[Entries supplied start]
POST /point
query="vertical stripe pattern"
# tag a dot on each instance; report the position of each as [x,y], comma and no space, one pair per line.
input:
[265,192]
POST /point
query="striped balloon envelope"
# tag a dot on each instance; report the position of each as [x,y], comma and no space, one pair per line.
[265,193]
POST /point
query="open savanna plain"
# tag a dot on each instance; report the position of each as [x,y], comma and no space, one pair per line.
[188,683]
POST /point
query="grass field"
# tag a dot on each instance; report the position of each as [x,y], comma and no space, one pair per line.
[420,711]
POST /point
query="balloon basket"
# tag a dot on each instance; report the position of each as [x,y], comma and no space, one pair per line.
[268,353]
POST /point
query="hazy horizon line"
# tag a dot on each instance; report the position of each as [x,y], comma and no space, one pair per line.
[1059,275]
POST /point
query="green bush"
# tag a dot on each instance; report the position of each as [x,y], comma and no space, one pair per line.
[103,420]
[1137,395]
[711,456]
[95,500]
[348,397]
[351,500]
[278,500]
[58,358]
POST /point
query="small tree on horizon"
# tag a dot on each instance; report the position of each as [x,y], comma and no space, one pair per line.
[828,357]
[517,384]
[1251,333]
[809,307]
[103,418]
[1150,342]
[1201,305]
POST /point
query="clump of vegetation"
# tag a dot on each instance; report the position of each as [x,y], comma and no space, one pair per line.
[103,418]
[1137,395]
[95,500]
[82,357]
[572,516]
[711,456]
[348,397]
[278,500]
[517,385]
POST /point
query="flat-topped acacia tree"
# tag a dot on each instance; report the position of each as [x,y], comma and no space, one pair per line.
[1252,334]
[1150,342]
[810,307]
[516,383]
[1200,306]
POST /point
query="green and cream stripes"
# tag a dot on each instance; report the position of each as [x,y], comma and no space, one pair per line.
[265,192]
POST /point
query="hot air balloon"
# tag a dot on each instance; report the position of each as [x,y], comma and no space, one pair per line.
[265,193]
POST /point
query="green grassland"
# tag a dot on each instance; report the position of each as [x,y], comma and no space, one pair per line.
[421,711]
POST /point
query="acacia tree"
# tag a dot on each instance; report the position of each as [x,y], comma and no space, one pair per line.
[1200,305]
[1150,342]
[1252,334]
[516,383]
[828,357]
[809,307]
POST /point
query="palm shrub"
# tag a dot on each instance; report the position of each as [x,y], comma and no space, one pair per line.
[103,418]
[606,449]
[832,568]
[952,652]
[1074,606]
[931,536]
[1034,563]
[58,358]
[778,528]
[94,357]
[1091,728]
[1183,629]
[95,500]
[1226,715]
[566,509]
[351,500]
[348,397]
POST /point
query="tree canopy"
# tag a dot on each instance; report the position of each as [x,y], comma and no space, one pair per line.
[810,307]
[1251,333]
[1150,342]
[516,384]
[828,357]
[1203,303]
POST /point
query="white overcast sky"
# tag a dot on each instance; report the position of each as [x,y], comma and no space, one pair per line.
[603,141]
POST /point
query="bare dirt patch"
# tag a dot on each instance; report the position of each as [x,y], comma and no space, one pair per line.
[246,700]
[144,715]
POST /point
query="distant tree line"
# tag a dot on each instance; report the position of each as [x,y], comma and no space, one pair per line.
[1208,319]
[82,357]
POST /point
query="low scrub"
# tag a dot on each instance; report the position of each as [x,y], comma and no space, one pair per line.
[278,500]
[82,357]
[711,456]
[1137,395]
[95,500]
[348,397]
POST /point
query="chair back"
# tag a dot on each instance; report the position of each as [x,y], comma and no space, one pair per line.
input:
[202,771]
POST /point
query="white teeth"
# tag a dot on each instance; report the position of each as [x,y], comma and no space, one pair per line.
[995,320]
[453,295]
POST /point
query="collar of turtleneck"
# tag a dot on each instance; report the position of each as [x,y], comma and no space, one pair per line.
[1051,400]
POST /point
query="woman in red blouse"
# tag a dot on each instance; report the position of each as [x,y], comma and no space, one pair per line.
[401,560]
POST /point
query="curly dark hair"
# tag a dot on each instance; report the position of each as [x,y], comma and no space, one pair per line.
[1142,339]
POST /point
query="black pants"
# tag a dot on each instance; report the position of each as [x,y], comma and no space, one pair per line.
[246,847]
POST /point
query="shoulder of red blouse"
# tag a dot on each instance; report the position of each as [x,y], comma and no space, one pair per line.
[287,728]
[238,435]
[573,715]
[Entries supplied end]
→ **Stated task**
Reproduce every record above exactly as it appears.

→ **Response to the exercise**
POST /point
query="vertical stripe pattern"
# tag a dot on each instance; report the position of each as [x,y], comma and no space, one pair per line.
input:
[265,192]
POST /point
query="striped balloon envelope"
# tag a dot on each instance; report the position of each as [x,y], comma and no space, one pair per line.
[265,193]
POST /point
query="open savanna plain"
# tag a dot on each instance; report the position of each as [x,y], comma and no space, one pair per line.
[188,683]
POST /point
query="grass field"
# tag a dot on each instance; report the position of each as [x,y], comma and no space, one pair per line.
[420,711]
POST /point
query="balloon basket"
# tag a dot on each instance; report the position of each as [x,y], comma and no space, one pair per line.
[268,353]
POST /point
query="hazy horizon line"
# tag a dot on each instance; report the position of each as [x,y], comma and no space, one pair per line.
[1059,275]
POST /point
query="green bush"
# tag a dot on each instance; report the position of each as [x,y], comma and no space, one pair per line.
[103,420]
[1137,395]
[711,456]
[95,500]
[348,397]
[351,500]
[278,500]
[58,358]
POST /point
query="small tree on horizon"
# tag a dot on each instance; report the position of each as [x,y], comma and no space, one pair per line.
[828,357]
[517,384]
[1251,333]
[809,307]
[103,418]
[1150,342]
[1201,305]
POST /point
query="clump of vegetation"
# tag a dot on each instance; report the position of each as [x,y], comma and no space, one pair per line.
[103,418]
[1137,395]
[95,500]
[82,357]
[572,516]
[711,456]
[348,397]
[278,500]
[517,385]
POST /point
query="flat-topped acacia tree"
# tag a dot on each instance; report the position of each as [x,y], comma and no space, one pair per line.
[1252,334]
[1150,342]
[810,307]
[516,383]
[1200,306]
POST /point
query="green and cream stripes"
# tag a dot on each instance; report the position of each as [x,y], comma and no space, one pair per line.
[265,192]
POST /point
query="hot air balloon"
# tag a dot on each instance; report the position of each as [x,y], comma and no space, one pair per line.
[265,193]
POST /point
query="green grassland"
# tag a dot on each instance; report the position of each as [x,y], comma and no space, one pair per line.
[421,711]
POST /point
query="acacia tree"
# tag a dot on each instance; report the position of each as [x,y], comma and no space, one pair per line.
[1200,305]
[1150,342]
[1252,334]
[516,383]
[828,357]
[809,307]
POST /point
query="palm shrub"
# tag a dot on each instance; report the position of each as [x,y], comma and no space, one pair per line.
[103,418]
[606,449]
[832,568]
[952,652]
[1074,606]
[931,536]
[1034,563]
[58,358]
[778,528]
[94,357]
[1091,728]
[1183,629]
[95,500]
[1226,715]
[566,509]
[351,500]
[348,397]
POST /point
query="tree canopy"
# tag a dot on each instance; report the position of each as [x,y], comma and no space, one pair per line.
[810,307]
[1251,333]
[1150,342]
[516,384]
[828,357]
[1203,303]
POST /point
query="white overcast sky"
# tag a dot on each instance; report the position of each as [x,y], comma and no space, one pair per line.
[603,141]
POST /point
query="bare dirt patch"
# tag a dot on each instance; report the position of each as [x,y], comma and no space, one pair per line.
[246,700]
[144,715]
POST /point
query="distant tree line"
# tag a dot on each instance; report the position of each as [x,y], comma and no space, one pair per line.
[1208,319]
[82,357]
POST /point
query="low scrub"
# tag a dot on each instance; report the position of each as [x,y], comma and no space, one pair per line.
[278,500]
[82,357]
[711,456]
[1137,395]
[95,500]
[348,397]
POST /point
query="chair back"
# tag a dot on each instance; report the position of each as [x,y], comma and no space, one pair per line.
input:
[202,771]
POST /point
query="white teeth"
# tag a dot on each instance; report the position of each as [x,y], comma and no space, one pair per line.
[995,320]
[453,295]
POST /point
query="collar of turtleneck"
# tag a dot on each instance; report the position of each as [x,y], comma and no space, one pair per line.
[1051,400]
POST /point
query="woman in red blouse"
# tag a dot on each instance; report the position of each as [x,y], comma and no space, one pair per line.
[401,560]
POST /point
query="curly dark hair"
# tag a dot on each instance; report the position of each as [x,y], comma and no space, one pair per line.
[1142,339]
POST /point
query="black pants"
# tag a dot on each instance; report the position of each as [x,y], comma and no space, one pair per line.
[246,847]
POST /point
query="shoulder of red blouse"
# tag a dot on each instance; report the position of each as [x,y], comma and no space, one pair per line.
[287,728]
[238,435]
[573,715]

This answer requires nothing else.